### Exercise
Copy out the rows below, unchanged, from the line with "Wanted = one point per instance on the blue trousers" to the line with "x=24, y=797", including both of those lines. Give only those lines.

### Object point labels
/---

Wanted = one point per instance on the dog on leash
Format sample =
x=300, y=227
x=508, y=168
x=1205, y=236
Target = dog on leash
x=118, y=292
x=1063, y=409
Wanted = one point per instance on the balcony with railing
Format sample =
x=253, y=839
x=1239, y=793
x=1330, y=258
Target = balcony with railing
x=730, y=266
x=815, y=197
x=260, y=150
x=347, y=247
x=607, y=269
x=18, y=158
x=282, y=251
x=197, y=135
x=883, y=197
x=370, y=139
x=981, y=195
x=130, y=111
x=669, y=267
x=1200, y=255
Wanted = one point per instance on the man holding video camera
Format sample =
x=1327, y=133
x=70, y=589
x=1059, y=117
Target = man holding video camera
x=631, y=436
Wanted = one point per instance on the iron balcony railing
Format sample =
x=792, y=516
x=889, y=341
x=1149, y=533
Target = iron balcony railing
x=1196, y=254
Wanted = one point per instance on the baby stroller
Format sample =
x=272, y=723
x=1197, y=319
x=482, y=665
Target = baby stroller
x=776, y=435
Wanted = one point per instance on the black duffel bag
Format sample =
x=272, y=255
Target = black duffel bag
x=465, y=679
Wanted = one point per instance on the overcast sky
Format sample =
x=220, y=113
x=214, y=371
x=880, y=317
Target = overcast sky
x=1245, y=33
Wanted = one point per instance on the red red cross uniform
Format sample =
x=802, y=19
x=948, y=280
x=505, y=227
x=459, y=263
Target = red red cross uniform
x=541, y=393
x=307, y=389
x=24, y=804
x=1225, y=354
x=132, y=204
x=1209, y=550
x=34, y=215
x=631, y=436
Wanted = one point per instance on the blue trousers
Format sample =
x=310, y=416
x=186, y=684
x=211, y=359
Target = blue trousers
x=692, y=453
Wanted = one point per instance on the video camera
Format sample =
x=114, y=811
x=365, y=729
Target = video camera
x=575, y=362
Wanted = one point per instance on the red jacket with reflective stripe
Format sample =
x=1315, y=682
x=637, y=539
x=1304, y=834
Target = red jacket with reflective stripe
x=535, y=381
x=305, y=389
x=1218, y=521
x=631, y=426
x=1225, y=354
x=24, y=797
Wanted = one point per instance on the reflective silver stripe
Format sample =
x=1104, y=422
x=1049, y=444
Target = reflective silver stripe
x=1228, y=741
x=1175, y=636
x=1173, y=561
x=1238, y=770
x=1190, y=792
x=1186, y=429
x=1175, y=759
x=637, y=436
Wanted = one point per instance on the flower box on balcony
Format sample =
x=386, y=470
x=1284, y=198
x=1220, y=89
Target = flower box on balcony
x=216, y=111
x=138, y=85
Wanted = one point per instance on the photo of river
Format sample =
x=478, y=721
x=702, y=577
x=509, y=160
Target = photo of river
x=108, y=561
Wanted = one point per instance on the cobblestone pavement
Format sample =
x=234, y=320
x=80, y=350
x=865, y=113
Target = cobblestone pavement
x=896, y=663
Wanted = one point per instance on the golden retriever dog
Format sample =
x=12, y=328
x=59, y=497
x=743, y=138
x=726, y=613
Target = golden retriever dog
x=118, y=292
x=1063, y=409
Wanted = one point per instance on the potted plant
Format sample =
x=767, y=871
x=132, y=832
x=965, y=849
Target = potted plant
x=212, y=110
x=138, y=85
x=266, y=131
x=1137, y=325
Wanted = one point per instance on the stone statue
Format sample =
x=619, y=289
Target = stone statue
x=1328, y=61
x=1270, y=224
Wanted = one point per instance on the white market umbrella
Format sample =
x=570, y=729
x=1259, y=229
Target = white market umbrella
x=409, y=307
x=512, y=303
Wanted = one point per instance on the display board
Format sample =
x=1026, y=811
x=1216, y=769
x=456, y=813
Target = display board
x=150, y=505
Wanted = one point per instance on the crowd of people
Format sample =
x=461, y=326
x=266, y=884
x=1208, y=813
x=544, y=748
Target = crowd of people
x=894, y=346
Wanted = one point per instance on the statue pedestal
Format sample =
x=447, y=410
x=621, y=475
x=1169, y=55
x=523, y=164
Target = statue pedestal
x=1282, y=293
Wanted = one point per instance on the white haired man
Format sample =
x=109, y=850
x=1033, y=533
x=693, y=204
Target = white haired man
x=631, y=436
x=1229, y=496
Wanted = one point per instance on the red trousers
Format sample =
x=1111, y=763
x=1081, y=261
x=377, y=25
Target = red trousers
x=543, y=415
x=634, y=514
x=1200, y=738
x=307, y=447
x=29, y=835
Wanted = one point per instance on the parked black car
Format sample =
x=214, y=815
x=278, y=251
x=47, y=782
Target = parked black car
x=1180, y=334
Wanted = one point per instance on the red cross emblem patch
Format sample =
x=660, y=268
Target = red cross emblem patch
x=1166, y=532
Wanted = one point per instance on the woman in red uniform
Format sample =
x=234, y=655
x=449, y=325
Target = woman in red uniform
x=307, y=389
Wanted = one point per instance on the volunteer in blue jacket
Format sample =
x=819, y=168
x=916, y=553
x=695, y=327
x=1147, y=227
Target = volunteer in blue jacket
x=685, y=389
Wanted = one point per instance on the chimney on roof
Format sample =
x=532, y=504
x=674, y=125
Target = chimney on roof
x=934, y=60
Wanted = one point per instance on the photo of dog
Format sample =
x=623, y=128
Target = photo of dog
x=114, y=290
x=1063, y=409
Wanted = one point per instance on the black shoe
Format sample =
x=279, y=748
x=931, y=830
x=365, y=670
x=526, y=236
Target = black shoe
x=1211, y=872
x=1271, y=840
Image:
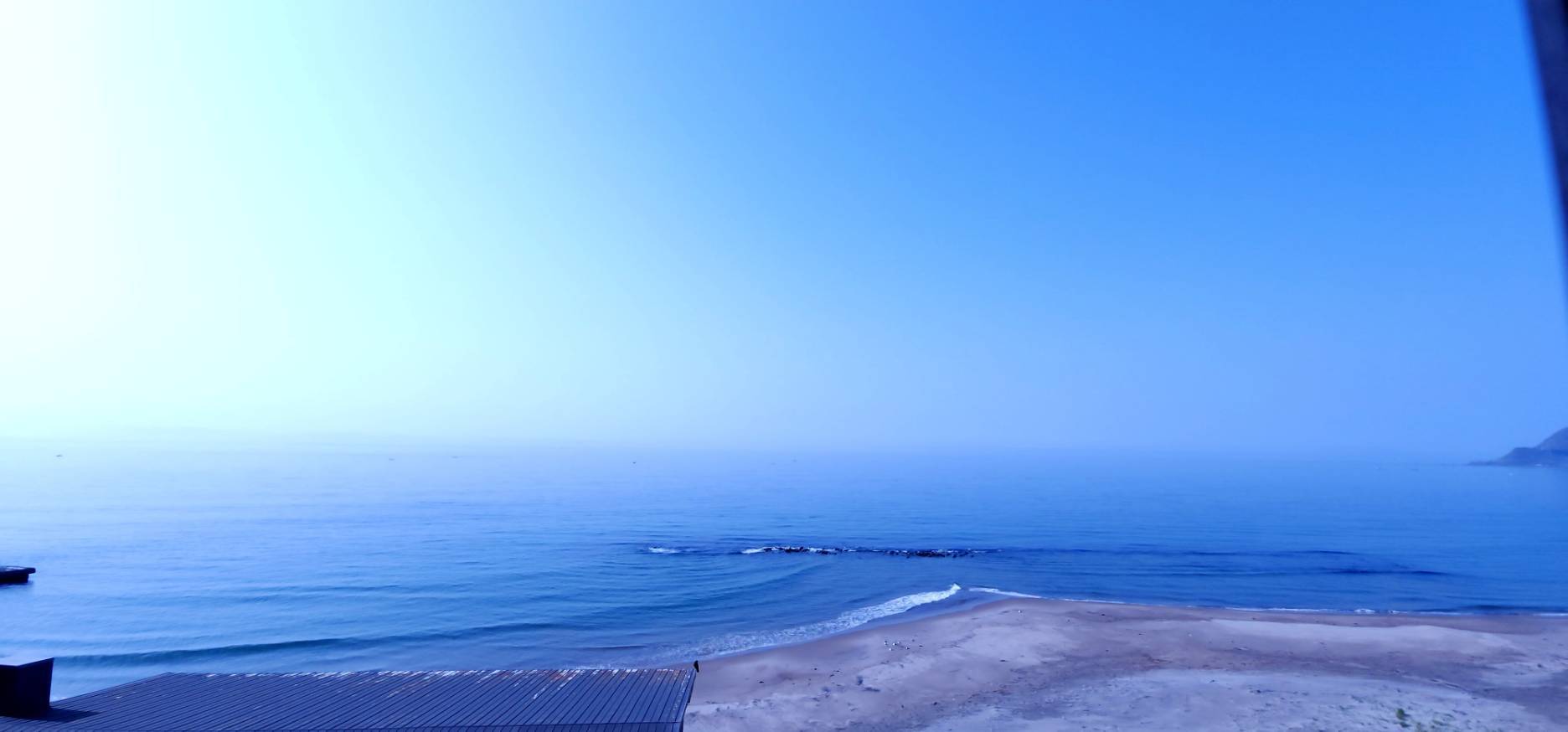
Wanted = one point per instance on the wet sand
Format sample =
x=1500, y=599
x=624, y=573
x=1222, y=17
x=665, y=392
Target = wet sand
x=1050, y=665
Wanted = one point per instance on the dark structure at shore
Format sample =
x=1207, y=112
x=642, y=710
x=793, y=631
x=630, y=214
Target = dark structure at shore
x=383, y=701
x=1553, y=451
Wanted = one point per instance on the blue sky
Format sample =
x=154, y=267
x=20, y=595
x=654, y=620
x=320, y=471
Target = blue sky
x=1239, y=228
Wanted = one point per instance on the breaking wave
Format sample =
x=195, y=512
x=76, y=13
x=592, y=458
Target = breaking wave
x=737, y=643
x=890, y=552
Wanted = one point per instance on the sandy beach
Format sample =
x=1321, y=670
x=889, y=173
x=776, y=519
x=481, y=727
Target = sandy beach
x=1050, y=665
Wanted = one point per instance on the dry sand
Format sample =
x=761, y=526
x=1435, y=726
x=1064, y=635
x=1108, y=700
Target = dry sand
x=1050, y=665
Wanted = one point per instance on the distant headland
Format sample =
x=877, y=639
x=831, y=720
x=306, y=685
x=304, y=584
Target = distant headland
x=1553, y=451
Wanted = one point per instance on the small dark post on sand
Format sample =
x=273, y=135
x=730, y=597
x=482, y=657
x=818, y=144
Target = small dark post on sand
x=24, y=687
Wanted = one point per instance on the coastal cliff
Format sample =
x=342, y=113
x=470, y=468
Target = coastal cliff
x=1553, y=451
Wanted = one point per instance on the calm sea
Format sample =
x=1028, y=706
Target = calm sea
x=318, y=560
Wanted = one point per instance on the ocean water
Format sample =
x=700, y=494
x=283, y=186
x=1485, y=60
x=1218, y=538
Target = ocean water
x=358, y=559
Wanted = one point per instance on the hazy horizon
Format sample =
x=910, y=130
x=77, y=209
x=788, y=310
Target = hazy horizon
x=1210, y=228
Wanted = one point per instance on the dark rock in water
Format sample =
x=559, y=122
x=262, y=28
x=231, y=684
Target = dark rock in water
x=1553, y=451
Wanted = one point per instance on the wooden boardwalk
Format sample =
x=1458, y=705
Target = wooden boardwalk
x=427, y=701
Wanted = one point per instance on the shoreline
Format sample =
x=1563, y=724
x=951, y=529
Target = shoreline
x=922, y=611
x=1026, y=665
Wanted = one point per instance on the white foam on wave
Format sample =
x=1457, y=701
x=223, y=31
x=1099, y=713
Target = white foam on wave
x=800, y=634
x=796, y=550
x=1004, y=593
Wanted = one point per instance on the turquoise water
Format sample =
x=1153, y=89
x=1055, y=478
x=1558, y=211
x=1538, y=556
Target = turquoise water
x=275, y=560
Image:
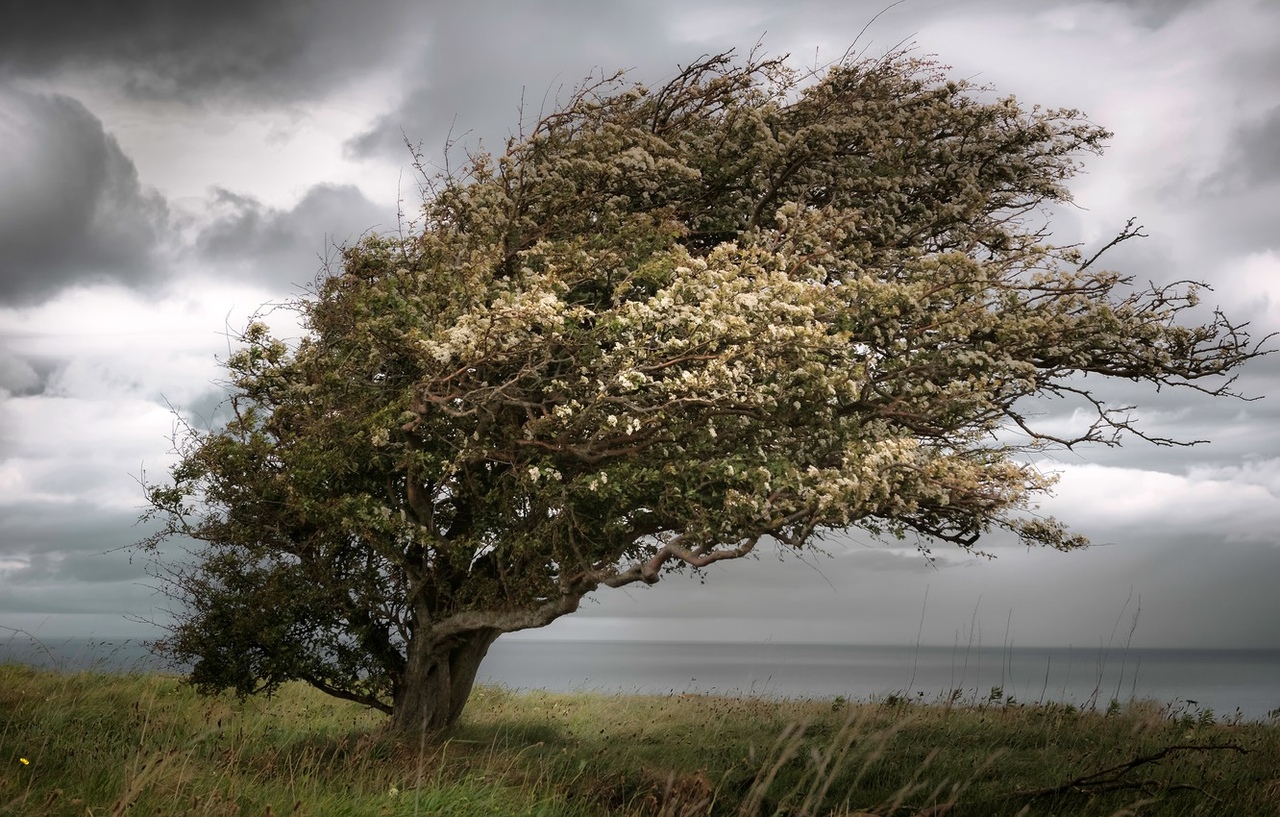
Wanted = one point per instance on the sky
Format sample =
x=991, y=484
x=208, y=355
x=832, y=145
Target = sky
x=170, y=168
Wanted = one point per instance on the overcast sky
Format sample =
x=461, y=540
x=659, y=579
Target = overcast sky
x=169, y=167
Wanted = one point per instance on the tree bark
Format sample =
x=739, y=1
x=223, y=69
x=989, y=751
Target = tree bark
x=438, y=680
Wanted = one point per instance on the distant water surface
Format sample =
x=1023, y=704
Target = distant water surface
x=1233, y=683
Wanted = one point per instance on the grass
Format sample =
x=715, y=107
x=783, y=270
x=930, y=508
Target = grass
x=103, y=745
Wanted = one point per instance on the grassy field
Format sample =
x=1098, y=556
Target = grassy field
x=94, y=744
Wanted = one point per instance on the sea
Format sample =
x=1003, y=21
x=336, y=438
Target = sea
x=1224, y=684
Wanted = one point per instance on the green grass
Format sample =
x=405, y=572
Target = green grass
x=146, y=744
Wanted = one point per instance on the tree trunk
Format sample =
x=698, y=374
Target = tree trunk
x=438, y=681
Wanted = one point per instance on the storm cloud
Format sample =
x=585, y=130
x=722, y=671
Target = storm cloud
x=287, y=249
x=193, y=53
x=168, y=168
x=72, y=208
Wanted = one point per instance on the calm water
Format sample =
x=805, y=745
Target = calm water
x=1191, y=680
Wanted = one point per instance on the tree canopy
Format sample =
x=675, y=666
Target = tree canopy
x=663, y=325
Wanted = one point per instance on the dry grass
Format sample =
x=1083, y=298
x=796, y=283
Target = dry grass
x=145, y=744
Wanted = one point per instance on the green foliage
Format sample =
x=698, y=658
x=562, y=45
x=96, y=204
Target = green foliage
x=662, y=327
x=109, y=744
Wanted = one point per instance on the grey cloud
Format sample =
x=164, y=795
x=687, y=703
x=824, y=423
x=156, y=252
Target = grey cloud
x=1253, y=159
x=71, y=204
x=472, y=73
x=1157, y=13
x=188, y=49
x=18, y=377
x=287, y=246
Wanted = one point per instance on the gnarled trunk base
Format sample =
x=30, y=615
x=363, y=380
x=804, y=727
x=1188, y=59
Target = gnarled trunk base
x=438, y=683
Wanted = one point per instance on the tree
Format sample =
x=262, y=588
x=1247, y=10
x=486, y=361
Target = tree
x=663, y=325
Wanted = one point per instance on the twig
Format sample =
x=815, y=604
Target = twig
x=1111, y=779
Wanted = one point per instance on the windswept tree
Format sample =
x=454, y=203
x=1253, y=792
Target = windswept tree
x=661, y=328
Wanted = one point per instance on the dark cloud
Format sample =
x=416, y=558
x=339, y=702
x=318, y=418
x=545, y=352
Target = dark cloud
x=18, y=377
x=1253, y=159
x=71, y=204
x=287, y=246
x=188, y=49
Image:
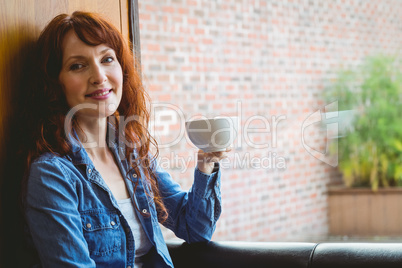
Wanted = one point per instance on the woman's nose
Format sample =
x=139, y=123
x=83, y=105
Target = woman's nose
x=98, y=75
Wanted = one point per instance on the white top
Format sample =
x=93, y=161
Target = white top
x=141, y=241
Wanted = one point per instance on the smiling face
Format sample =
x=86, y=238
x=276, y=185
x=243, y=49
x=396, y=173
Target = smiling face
x=90, y=75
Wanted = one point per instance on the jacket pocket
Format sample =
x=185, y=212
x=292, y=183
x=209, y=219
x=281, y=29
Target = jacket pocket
x=101, y=231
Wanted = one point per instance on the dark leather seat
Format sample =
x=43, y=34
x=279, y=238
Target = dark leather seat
x=348, y=255
x=286, y=254
x=240, y=254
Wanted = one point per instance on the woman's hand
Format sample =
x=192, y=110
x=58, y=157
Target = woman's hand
x=206, y=161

\---

### Solution for this exercise
Wanted = one point per instance on the blue trousers
Format sample =
x=310, y=416
x=186, y=684
x=211, y=359
Target = blue trousers
x=692, y=453
Wanted = one point per instance on the video camera
Format sample =
x=114, y=811
x=365, y=729
Target = video camera
x=575, y=362
Wanted = one point per instance on the red jacket with reflective stripe
Format sample =
x=1315, y=682
x=637, y=539
x=1304, y=834
Target = red jacket with reflective stripe
x=535, y=381
x=305, y=389
x=1218, y=521
x=631, y=426
x=1225, y=354
x=24, y=797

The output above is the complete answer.